## PASSAGE TO READ
__________
At the same time, Israeli warplanes and artillery have been pounding their targets in south Lebanon, inflicting considerable damage. The Israelis say now, according to military sources, that they think they‘ve degraded the Hezbollah strength by about 25 percent. That means that the Israelis have a lot more work to do. They feel that they need to continue attacking Hezbollah for a week, 10 days or so. Their goal is about 50 to 60 percent. At that point, they believe Hezbollah will no longer be effective as a fighting force, will no longer threaten Israel, and that‘s the point the political analysts believe a cease-fire could start coming into effect—Joe.
SCARBOROUGH: Now let‘s go to NBC Middle East bureau chief Richard Engel, who‘s in Beirut tonight—Richard.
RICHARD ENGEL, NBC CORRESPONDENT: Beirut right now is coming apart at the seams. Part of the downtown area, the Dahi (ph) neighborhood, where Hezbollah has its headquarters—I should say had the headquarters—that building and all of the surrounding buildings have been completely destroyed. This city has—is suffering tremendously. Not only is its infrastructure under attack, the airport being hit every single day, today the seaports, but also the communities here are starting to feel the tension.
There have already been some clashes as their—as Christians and Shiites are fighting. Mostly, it‘s the Shiites who support Hezbollah. There have been reports that Christian villages have not allowed in some of the refugees who‘ve been leaving this city to go to Christian villages, which are considered more—somewhat more safe.
And amid all of this, the Israeli air strikes continue. They‘ve been continuing tonight. There have been more than 10. Some of those air strikes have been focused on an area where earlier today, Hezbollah tried to launch a long-range rocket, the longest range it has in its arsenal, something that could go 60 miles carrying a 1,200-pound warhead.
Now, this—what happened was a Hezbollah rocket team was setting up in a van actually not very far from here, to fire this rocket. An Israeli air strike destroyed the van, but that blast sent the rocket up in the sky. It was a failed launch. And then the rocket actually started coming back down right towards us. But luckily, it petered out and fell to the ground harmlessly. But it did send a lot of the reporters, including me, who were on that hill, running and scampering for cover.
SCARBOROUGH: All right. Thank you so much, Richard Engel in Beirut.
Now, Daniel Ayalon is Israel‘s ambassador to the United States. I spoke with him earlier.
(BEGIN VIDEO CLIP)
AMB. DANIEL AYALON, ISRAEL‘S AMBASSADOR TO U.S.: What we do, really, is attacking Hezbollah targets and only Hezbollah targets. But there is one problem here, Joe, and that is there are no Hezbollah camps. What they do is, they position their arsenal and their terrorist fighters inside populated areas. This is their tactics all along. They are using civilian population as human shields.
But there is an answer to that, as well, too, because what we are doing is we are warning the population to leave, even at the risk of also have the terrorists flee the area. But we are giving them a fair warning. And only once they are cleared, then we attack the weapons, the command and control systems, communication and the terrorist targets themselves.
__________
## SET TASKS
• A. Copy the news transcript word for word between "And amid all" and "Engel in Beirut.", inclusive.
• B. Decide whether each statement agrees with the news transcript. Answer yes or no, and quote the words from the transcript that settle it. (i) Israeli military sources think Hezbollah's strength has been cut by about 25 percent. (ii) The Hezbollah long-range rocket was launched successfully. (iii) Ambassador Ayalon says Hezbollah keeps its fighters in camps.
• C. According to the news transcript, how far could the longest-range rocket in Hezbollah's arsenal travel?
The material after the news transcript plays no part here.

## EXTRACTED INFORMATION
__________
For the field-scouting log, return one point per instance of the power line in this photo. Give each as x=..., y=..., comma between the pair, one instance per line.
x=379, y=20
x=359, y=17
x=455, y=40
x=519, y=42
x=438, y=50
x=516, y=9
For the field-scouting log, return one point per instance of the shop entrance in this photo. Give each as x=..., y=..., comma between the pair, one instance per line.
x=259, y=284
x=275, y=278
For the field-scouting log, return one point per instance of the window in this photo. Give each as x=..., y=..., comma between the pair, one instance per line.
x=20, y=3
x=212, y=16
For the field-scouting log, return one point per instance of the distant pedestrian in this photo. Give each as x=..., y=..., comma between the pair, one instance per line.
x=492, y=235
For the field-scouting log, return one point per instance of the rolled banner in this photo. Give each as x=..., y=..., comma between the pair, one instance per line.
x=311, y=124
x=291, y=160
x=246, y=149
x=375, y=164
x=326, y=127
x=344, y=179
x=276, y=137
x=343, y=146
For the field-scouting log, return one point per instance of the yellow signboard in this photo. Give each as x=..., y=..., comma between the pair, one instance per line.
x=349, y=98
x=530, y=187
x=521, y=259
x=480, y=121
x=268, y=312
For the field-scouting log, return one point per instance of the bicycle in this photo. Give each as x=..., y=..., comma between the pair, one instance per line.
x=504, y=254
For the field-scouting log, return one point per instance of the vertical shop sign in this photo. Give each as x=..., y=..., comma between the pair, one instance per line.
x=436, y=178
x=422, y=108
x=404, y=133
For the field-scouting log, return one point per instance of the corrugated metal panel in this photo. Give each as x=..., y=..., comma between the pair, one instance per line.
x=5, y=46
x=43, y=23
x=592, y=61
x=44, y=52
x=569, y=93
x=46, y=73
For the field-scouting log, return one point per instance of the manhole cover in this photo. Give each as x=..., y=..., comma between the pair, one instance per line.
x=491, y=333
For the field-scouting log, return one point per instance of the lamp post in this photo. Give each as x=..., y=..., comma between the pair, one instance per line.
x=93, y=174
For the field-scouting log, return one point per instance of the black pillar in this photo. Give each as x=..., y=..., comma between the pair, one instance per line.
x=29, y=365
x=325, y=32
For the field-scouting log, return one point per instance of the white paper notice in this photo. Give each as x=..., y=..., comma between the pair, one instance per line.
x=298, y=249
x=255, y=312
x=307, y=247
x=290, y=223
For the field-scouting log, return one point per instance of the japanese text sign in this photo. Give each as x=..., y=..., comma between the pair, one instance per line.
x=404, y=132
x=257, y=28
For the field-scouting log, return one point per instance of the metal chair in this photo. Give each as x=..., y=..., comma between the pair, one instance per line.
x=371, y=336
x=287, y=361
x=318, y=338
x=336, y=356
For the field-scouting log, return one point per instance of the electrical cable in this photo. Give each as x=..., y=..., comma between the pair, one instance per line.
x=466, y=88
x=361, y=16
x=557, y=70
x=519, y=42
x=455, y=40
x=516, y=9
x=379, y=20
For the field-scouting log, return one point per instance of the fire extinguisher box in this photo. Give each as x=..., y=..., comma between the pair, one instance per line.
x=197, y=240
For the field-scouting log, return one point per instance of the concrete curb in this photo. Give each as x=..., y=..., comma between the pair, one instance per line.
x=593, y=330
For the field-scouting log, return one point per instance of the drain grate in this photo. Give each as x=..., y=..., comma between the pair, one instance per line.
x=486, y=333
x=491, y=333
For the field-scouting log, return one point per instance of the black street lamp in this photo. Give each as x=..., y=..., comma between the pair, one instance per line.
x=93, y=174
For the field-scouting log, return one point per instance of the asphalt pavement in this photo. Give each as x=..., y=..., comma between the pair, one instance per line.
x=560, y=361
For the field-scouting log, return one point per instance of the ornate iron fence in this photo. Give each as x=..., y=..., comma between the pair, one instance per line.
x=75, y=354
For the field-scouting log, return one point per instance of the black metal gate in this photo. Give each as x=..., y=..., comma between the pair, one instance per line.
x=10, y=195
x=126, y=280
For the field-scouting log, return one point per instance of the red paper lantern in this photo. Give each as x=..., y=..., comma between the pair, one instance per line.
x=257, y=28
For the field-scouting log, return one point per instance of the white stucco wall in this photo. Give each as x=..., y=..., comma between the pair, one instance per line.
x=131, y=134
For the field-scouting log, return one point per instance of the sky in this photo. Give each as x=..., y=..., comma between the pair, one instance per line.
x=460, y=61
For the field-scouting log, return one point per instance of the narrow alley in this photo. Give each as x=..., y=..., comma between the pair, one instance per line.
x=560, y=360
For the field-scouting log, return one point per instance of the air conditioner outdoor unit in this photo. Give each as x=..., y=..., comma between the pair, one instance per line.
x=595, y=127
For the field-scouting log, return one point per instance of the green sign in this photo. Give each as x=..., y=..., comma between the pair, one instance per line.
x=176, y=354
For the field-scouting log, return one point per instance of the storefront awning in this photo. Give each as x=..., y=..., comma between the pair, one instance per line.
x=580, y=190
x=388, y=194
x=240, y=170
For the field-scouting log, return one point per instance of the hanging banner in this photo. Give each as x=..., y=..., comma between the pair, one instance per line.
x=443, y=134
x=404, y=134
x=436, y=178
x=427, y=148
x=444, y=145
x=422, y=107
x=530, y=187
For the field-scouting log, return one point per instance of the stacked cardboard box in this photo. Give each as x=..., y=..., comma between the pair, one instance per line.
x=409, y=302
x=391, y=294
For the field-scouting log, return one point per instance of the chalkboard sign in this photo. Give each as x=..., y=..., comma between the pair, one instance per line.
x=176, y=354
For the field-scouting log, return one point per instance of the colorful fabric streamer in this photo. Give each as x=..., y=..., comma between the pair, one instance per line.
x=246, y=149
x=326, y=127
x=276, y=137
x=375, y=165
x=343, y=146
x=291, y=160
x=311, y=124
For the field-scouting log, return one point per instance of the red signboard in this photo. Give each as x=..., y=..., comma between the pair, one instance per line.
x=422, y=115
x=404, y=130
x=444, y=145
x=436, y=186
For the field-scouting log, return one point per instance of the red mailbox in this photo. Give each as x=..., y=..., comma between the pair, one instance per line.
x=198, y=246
__________
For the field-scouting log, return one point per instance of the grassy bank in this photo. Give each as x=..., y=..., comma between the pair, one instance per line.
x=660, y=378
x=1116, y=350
__________
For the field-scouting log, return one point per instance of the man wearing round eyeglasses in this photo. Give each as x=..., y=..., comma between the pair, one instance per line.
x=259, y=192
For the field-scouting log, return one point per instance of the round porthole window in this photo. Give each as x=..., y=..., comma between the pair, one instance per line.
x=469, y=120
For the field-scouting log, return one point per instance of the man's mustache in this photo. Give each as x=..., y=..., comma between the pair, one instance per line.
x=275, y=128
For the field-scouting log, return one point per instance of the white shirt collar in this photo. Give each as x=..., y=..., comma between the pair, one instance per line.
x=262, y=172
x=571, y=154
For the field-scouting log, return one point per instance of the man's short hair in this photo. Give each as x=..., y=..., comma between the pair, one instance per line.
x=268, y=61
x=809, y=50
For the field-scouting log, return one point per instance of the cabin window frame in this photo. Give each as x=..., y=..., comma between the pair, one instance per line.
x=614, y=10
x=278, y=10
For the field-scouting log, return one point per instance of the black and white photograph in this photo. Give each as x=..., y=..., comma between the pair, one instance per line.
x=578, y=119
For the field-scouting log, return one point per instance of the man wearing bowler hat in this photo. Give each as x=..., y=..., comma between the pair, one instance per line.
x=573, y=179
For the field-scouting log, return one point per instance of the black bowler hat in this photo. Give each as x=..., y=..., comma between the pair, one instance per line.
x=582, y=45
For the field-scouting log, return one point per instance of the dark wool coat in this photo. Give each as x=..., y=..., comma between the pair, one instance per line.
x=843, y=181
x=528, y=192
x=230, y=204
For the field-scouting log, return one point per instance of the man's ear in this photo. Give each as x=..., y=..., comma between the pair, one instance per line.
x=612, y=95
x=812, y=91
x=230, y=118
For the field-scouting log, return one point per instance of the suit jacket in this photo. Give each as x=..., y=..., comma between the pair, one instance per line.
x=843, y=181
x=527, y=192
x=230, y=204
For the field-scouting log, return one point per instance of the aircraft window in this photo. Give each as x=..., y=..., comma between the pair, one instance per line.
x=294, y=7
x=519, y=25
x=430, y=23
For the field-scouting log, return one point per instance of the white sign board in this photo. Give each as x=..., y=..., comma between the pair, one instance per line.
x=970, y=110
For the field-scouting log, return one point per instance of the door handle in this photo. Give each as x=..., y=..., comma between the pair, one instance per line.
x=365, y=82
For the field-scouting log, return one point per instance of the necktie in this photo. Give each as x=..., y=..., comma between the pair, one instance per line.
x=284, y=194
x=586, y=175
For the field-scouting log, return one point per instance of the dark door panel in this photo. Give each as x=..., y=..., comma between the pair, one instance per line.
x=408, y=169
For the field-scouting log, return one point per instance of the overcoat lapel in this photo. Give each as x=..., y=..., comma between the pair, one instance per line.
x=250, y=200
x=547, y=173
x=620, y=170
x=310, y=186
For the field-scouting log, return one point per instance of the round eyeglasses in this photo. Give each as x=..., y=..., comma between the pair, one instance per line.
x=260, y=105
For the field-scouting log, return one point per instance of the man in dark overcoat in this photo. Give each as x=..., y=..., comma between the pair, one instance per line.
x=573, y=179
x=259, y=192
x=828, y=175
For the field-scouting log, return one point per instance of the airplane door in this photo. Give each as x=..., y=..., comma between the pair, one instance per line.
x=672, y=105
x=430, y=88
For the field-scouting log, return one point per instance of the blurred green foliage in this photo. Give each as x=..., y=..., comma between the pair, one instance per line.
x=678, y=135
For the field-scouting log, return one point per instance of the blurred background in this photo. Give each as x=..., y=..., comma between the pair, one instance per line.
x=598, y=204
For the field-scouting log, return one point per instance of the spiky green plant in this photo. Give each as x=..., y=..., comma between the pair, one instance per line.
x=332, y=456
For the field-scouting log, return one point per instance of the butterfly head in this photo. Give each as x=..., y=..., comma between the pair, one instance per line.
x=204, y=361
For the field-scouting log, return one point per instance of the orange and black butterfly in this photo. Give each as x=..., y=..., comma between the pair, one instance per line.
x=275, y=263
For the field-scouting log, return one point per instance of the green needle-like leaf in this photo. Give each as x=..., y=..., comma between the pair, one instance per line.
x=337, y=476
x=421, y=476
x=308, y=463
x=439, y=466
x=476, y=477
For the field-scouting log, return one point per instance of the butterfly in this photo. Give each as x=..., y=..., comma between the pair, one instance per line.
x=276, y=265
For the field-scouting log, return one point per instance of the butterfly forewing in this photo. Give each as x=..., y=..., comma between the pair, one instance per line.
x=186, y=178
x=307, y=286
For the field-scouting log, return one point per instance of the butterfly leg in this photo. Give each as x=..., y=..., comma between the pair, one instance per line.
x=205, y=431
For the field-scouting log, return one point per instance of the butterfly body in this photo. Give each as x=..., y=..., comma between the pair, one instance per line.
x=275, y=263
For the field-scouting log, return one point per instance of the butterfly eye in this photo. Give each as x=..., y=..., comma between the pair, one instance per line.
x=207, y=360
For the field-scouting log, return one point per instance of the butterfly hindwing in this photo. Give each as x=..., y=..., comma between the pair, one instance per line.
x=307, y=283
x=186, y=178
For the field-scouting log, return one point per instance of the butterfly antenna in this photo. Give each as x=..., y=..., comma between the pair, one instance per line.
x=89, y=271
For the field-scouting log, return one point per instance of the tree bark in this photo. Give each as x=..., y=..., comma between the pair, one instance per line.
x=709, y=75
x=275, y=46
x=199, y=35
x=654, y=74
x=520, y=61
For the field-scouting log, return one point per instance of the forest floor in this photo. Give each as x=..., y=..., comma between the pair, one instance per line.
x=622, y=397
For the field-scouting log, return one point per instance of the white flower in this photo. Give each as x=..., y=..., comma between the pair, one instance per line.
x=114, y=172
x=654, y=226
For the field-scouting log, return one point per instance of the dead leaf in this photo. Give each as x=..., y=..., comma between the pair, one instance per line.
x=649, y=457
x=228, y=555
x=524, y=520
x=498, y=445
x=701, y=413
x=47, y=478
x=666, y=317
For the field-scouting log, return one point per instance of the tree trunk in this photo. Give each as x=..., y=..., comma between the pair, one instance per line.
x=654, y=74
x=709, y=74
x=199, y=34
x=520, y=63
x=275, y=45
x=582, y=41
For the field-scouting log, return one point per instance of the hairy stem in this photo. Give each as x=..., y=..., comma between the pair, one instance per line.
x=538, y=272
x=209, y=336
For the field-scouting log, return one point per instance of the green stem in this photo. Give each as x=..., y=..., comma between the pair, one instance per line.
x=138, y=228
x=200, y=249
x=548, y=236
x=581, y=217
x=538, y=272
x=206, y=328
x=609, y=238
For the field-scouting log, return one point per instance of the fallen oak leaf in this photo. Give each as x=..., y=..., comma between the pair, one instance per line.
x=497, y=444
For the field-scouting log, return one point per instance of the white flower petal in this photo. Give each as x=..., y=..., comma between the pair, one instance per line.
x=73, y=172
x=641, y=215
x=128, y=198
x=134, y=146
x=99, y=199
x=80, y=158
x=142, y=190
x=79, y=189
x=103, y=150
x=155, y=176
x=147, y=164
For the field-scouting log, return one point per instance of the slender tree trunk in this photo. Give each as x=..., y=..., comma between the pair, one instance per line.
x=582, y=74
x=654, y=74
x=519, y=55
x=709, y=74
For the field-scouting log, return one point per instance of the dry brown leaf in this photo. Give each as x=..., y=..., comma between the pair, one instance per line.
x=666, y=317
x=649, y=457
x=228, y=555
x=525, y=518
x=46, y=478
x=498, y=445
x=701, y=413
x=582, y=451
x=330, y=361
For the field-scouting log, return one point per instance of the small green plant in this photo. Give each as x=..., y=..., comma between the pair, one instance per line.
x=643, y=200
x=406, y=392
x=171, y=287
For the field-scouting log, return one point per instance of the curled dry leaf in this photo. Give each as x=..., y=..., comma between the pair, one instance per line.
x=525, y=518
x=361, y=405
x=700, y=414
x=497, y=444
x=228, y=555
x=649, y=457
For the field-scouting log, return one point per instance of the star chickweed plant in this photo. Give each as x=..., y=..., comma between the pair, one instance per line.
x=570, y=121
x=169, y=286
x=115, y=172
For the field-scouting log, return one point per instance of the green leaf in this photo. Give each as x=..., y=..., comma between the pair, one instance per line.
__________
## EXPECTED RESULTS
• A.
And amid all of this, the Israeli air strikes continue. They‘ve been continuing tonight. There have been more than 10. Some of those air strikes have been focused on an area where earlier today, Hezbollah tried to launch a long-range rocket, the longest range it has in its arsenal, something that could go 60 miles carrying a 1,200-pound warhead.
Now, this—what happened was a Hezbollah rocket team was setting up in a van actually not very far from here, to fire this rocket. An Israeli air strike destroyed the van, but that blast sent the rocket up in the sky. It was a failed launch. And then the rocket actually started coming back down right towards us. But luckily, it petered out and fell to the ground harmlessly. But it did send a lot of the reporters, including me, who were on that hill, running and scampering for cover.
SCARBOROUGH: All right. Thank you so much, Richard Engel in Beirut.

• B.
(i) Yes: "they think they‘ve degraded the Hezbollah strength by about 25 percent"
(ii) No: "It was a failed launch."
(iii) No: "there are no Hezbollah camps"

• C. 60 miles.